* **What you should do**
Put the items below into a Markdown table with the columns Number and Text, beginning at the line containing "the blue sky, as pixel coordinates." and running through the final line of the items. Give one numbered row per line, and leave out blank lines.
— BEGIN Data —
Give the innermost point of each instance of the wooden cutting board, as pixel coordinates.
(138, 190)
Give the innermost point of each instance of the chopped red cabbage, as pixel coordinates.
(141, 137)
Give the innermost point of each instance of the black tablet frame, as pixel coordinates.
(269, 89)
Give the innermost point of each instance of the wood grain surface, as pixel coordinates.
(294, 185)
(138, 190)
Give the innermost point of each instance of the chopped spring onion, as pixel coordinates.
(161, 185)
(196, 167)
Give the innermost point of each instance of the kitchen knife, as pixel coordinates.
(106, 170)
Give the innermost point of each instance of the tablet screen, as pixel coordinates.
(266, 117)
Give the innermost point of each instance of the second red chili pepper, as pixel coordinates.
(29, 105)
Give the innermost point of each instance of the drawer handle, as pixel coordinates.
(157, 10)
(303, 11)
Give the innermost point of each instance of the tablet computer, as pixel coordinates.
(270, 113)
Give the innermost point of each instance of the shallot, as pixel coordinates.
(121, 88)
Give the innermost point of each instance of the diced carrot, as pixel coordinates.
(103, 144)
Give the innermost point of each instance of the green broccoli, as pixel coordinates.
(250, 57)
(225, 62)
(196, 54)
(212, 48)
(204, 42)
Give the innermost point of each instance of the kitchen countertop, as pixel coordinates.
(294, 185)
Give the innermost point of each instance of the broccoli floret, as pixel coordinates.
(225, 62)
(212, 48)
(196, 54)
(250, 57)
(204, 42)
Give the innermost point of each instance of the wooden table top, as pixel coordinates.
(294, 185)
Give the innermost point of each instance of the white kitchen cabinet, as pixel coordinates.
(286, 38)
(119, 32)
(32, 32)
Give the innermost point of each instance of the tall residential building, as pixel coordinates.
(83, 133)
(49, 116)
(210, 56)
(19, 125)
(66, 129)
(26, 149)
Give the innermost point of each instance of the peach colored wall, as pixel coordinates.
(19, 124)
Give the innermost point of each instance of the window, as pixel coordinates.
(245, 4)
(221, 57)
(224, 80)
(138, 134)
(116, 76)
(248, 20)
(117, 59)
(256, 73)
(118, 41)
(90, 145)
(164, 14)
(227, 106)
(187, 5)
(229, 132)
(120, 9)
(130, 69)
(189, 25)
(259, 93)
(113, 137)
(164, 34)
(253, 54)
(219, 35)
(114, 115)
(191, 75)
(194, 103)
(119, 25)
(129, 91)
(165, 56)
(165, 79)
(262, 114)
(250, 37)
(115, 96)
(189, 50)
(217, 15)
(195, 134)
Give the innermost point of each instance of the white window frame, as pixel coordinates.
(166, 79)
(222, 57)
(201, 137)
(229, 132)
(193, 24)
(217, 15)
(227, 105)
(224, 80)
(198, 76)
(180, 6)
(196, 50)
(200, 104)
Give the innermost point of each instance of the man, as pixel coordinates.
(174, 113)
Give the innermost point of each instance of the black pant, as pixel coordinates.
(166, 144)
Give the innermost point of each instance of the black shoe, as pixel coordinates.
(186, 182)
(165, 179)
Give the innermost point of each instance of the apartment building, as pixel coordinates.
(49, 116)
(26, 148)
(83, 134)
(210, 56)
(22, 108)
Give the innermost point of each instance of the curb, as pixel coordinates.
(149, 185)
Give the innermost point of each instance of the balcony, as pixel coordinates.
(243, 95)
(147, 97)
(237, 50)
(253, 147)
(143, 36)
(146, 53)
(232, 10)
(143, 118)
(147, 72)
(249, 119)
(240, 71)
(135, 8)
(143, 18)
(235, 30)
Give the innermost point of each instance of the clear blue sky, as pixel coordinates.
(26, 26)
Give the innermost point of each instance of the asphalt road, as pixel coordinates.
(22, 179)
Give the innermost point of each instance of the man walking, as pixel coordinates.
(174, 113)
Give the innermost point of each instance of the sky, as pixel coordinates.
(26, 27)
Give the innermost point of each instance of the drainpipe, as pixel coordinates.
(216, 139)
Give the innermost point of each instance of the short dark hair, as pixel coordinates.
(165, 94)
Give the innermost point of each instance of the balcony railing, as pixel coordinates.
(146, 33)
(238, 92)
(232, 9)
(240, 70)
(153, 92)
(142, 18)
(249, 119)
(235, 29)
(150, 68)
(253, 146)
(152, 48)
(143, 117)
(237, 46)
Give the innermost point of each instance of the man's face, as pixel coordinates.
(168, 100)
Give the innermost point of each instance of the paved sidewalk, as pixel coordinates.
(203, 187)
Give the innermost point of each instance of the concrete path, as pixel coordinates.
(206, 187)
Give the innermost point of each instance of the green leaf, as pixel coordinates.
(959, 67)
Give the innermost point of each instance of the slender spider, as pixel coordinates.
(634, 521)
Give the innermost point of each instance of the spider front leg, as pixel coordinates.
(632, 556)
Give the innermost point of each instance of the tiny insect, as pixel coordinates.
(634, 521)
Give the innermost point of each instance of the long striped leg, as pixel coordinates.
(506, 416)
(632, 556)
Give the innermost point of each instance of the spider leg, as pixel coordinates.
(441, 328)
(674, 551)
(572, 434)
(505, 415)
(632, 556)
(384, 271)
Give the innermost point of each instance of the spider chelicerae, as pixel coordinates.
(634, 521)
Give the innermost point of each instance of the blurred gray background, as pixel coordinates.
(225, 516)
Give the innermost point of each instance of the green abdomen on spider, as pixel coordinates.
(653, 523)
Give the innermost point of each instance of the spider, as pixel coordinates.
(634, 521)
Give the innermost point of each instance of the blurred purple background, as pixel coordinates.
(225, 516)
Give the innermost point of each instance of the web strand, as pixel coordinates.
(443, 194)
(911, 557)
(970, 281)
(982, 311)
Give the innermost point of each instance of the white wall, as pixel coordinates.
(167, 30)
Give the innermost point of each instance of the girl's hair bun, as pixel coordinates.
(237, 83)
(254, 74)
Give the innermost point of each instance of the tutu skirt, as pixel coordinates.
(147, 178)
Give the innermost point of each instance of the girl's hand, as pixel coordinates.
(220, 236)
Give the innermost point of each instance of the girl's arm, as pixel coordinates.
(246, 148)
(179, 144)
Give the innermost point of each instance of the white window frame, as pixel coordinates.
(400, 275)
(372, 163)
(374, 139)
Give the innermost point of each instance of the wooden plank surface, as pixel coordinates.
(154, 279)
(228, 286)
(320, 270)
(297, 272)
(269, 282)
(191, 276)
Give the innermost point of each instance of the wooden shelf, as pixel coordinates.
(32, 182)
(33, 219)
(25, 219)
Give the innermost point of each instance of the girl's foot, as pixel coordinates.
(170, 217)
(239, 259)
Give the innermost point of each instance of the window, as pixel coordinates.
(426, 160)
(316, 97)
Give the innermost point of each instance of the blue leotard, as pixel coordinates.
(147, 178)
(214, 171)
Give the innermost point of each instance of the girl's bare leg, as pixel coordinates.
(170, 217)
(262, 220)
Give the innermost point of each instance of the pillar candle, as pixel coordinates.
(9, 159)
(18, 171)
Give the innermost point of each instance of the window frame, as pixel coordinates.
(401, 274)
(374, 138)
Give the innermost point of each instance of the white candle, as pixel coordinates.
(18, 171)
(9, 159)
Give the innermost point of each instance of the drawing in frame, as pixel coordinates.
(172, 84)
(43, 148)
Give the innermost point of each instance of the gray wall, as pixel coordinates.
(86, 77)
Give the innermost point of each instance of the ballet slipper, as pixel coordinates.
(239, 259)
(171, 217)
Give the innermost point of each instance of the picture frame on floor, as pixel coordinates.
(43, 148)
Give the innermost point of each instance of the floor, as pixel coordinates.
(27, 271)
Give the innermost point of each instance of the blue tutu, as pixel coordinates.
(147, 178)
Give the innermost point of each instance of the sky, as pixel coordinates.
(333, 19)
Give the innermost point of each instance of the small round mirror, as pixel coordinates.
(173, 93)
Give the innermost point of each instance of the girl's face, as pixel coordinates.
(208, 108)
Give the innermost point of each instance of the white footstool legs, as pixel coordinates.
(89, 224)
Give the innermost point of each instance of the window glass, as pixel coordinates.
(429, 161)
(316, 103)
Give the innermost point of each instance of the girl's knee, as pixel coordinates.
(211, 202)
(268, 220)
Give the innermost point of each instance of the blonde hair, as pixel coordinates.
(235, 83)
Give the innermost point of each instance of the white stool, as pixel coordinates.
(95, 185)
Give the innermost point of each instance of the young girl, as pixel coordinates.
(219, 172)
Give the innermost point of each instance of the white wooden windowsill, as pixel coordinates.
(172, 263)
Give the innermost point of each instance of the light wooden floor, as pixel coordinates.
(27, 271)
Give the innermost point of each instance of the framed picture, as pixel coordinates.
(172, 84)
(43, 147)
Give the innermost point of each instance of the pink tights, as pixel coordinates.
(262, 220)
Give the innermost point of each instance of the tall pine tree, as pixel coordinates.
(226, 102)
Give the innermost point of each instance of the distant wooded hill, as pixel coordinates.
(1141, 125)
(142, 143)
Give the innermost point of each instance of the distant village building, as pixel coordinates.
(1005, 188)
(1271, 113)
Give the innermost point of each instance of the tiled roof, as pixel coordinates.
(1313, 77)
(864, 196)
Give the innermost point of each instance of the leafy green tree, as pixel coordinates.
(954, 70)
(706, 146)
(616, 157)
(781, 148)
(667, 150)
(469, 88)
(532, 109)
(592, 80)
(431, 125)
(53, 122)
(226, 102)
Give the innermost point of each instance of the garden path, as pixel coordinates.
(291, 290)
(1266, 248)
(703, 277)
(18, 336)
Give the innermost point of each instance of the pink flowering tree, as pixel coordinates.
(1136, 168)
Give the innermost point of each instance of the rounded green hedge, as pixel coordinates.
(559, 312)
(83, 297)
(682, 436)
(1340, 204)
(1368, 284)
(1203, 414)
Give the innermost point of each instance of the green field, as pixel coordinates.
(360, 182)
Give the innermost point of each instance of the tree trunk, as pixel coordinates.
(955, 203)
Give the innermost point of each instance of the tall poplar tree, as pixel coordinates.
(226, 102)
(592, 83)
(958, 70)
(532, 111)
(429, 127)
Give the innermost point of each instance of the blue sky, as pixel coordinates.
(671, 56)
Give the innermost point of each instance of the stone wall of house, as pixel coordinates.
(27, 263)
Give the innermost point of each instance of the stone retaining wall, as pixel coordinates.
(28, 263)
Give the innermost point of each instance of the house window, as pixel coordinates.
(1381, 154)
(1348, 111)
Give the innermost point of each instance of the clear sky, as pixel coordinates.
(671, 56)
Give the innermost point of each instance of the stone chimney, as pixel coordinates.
— END Data —
* **Solution for this exercise**
| Number | Text |
|---|---|
| 1 | Give the innermost point of each instance of the blue sky, as pixel coordinates. |
| 2 | (671, 56) |
| 3 | Give the innermost point of each instance of the stone wall of house, as pixel coordinates. |
| 4 | (27, 263) |
| 5 | Give the innermost point of each instance of the stone retaining wall, as pixel coordinates. |
| 6 | (28, 263) |
| 7 | Give the innermost point of each instance of the house window, as pixel coordinates. |
| 8 | (1381, 154) |
| 9 | (1348, 111) |
| 10 | Give the innermost point of each instance of the clear sky, as pixel coordinates. |
| 11 | (671, 56) |
| 12 | Give the innermost point of each instance of the stone chimney, as pixel coordinates. |